Saved data entries:
--
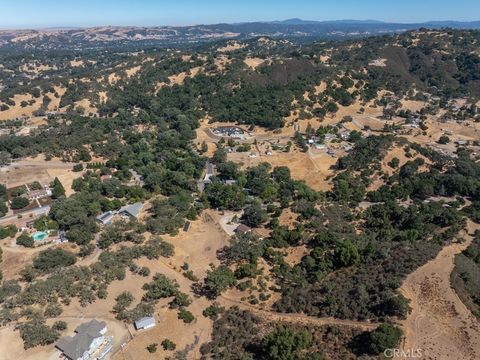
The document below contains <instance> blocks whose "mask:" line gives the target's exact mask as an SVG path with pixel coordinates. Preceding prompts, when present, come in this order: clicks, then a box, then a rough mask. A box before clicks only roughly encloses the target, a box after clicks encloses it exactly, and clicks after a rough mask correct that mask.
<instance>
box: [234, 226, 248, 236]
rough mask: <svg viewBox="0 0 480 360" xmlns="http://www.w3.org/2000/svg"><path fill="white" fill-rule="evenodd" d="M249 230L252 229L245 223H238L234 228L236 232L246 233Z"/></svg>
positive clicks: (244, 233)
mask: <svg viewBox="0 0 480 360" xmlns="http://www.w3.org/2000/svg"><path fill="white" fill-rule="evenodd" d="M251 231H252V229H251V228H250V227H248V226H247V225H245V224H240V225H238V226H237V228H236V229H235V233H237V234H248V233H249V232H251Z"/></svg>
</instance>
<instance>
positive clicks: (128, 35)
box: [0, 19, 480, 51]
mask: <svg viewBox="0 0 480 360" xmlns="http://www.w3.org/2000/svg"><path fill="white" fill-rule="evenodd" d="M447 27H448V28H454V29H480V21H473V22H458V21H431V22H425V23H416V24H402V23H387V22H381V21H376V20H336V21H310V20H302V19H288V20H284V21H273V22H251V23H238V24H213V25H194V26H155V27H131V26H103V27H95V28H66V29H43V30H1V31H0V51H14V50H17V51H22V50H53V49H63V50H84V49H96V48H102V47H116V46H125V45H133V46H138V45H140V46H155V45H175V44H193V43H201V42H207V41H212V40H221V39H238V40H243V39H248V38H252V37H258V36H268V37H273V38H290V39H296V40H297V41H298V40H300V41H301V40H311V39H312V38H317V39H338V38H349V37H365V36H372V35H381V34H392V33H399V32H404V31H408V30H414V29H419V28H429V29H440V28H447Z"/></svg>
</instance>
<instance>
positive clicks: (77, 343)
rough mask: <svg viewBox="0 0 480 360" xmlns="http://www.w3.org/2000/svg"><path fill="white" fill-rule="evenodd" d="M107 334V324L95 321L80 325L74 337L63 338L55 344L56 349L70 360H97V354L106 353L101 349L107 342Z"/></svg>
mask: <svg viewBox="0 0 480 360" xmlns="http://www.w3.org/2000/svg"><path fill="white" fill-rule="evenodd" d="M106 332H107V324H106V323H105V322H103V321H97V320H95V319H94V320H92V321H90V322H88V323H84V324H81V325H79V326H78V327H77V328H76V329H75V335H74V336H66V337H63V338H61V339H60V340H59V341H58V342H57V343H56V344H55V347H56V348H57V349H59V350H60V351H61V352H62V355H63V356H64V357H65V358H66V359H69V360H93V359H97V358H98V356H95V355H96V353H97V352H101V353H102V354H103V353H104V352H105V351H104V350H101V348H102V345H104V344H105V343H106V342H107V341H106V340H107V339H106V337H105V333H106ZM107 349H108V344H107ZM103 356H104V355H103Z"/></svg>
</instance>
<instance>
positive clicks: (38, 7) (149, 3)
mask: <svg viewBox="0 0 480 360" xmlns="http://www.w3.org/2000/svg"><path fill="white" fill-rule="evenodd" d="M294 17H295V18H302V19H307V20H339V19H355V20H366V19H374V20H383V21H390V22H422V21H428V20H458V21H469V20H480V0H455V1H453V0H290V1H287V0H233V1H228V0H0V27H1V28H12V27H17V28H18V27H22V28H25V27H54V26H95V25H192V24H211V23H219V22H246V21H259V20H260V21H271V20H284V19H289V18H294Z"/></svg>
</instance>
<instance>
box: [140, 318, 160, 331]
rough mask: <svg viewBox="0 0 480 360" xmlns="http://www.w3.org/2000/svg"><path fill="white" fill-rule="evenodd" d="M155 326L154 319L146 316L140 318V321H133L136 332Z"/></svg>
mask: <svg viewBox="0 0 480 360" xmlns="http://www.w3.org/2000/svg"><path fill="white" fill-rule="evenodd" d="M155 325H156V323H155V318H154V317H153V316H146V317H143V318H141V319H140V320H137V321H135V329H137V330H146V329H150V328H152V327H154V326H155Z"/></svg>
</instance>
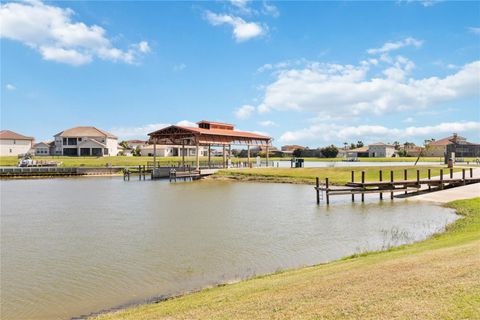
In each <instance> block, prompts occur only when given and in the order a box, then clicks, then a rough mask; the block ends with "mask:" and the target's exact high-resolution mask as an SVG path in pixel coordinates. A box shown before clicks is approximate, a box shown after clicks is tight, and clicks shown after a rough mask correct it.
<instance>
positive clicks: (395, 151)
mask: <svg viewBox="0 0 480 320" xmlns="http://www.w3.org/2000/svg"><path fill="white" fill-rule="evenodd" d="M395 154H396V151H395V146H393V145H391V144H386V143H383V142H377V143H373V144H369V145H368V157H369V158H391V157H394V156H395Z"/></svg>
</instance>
--
JOB ITEM:
Update every one of the records by replacing "rough mask" with "coarse mask" and leaving all else unchanged, and omit the pictures from your answer.

FINAL ANSWER:
The document below contains <instance> blocks whose "mask:" line gives the target's exact mask as an SVG path with pixel coordinates. Preceding prompts, when present, come in this order: clicks, then a box, then a coarse mask. A box before clicks only roughly encloses the target, a box after clicks encloses it exactly, and clicks after a coarse mask correct that mask.
<instance>
box: [234, 226, 248, 236]
coarse mask: <svg viewBox="0 0 480 360" xmlns="http://www.w3.org/2000/svg"><path fill="white" fill-rule="evenodd" d="M249 230L252 229L245 223H238L234 228L236 232L246 233Z"/></svg>
positive clicks: (244, 233)
mask: <svg viewBox="0 0 480 360" xmlns="http://www.w3.org/2000/svg"><path fill="white" fill-rule="evenodd" d="M251 231H252V229H251V228H250V227H248V226H247V225H245V224H240V225H238V226H237V228H236V229H235V233H237V234H248V233H249V232H251Z"/></svg>
</instance>
<instance>
positive clicks: (128, 35)
box: [0, 19, 480, 51]
mask: <svg viewBox="0 0 480 360" xmlns="http://www.w3.org/2000/svg"><path fill="white" fill-rule="evenodd" d="M447 27H448V28H454V29H480V21H473V22H458V21H431V22H425V23H416V24H402V23H387V22H381V21H376V20H336V21H310V20H302V19H288V20H284V21H273V22H251V23H238V24H213V25H194V26H155V27H131V26H103V27H95V28H66V29H43V30H1V31H0V51H14V50H17V51H22V50H53V49H63V50H84V49H96V48H102V47H116V46H125V45H133V46H138V45H140V46H155V45H175V44H193V43H201V42H207V41H212V40H221V39H238V40H243V39H248V38H252V37H258V36H268V37H273V38H290V39H296V40H297V41H298V40H300V41H301V40H311V39H312V38H317V39H338V38H349V37H365V36H372V35H381V34H392V33H399V32H404V31H408V30H414V29H419V28H429V29H440V28H447Z"/></svg>
</instance>
<instance>
positive clicks: (77, 343)
coarse mask: <svg viewBox="0 0 480 360" xmlns="http://www.w3.org/2000/svg"><path fill="white" fill-rule="evenodd" d="M107 334V324L95 321L80 325L74 337L63 338L55 344L56 349L70 360H97V354L106 353L101 349L107 342Z"/></svg>
mask: <svg viewBox="0 0 480 360" xmlns="http://www.w3.org/2000/svg"><path fill="white" fill-rule="evenodd" d="M106 332H107V324H106V323H105V322H103V321H97V320H95V319H94V320H92V321H90V322H88V323H84V324H81V325H79V326H78V327H77V328H76V329H75V335H74V336H66V337H63V338H61V339H60V340H59V341H58V342H57V343H56V344H55V347H56V348H57V349H59V350H60V351H61V352H62V355H63V356H64V357H65V358H66V359H69V360H93V359H97V358H98V356H95V355H96V353H97V352H101V353H102V354H103V353H104V352H105V351H104V350H101V348H102V345H104V344H105V343H106V342H107V341H106V340H107V339H106V337H105V333H106ZM107 349H108V344H107ZM103 356H104V355H103Z"/></svg>
</instance>
<instance>
positive clicks: (38, 7) (149, 3)
mask: <svg viewBox="0 0 480 360" xmlns="http://www.w3.org/2000/svg"><path fill="white" fill-rule="evenodd" d="M294 17H295V18H302V19H307V20H339V19H355V20H366V19H374V20H383V21H390V22H422V21H428V20H458V21H469V20H480V0H455V1H453V0H290V1H287V0H233V1H228V0H0V27H1V28H12V27H17V28H18V27H22V28H25V27H54V26H95V25H192V24H211V23H219V22H246V21H259V20H260V21H271V20H284V19H289V18H294Z"/></svg>
</instance>
<instance>
box: [140, 318, 160, 331]
coarse mask: <svg viewBox="0 0 480 360" xmlns="http://www.w3.org/2000/svg"><path fill="white" fill-rule="evenodd" d="M155 326L154 319L146 316L140 318V321H133L136 332Z"/></svg>
mask: <svg viewBox="0 0 480 360" xmlns="http://www.w3.org/2000/svg"><path fill="white" fill-rule="evenodd" d="M155 325H156V323H155V318H154V317H153V316H146V317H143V318H141V319H140V320H137V321H135V329H137V330H146V329H150V328H152V327H154V326H155Z"/></svg>
</instance>
In each <instance> block, prompts occur only when given and in the order a box, then clicks, then a coarse mask; the block ends with "mask:" and the target's exact high-resolution mask as an SVG path in pixel coordinates. A box shown before clicks is approximate, a box shown after clicks is tight, and clicks shown after a coarse mask correct it.
<instance>
positive clicks: (395, 151)
mask: <svg viewBox="0 0 480 320" xmlns="http://www.w3.org/2000/svg"><path fill="white" fill-rule="evenodd" d="M395 154H396V151H395V146H393V145H391V144H386V143H383V142H377V143H373V144H369V145H368V157H369V158H391V157H394V156H395Z"/></svg>
</instance>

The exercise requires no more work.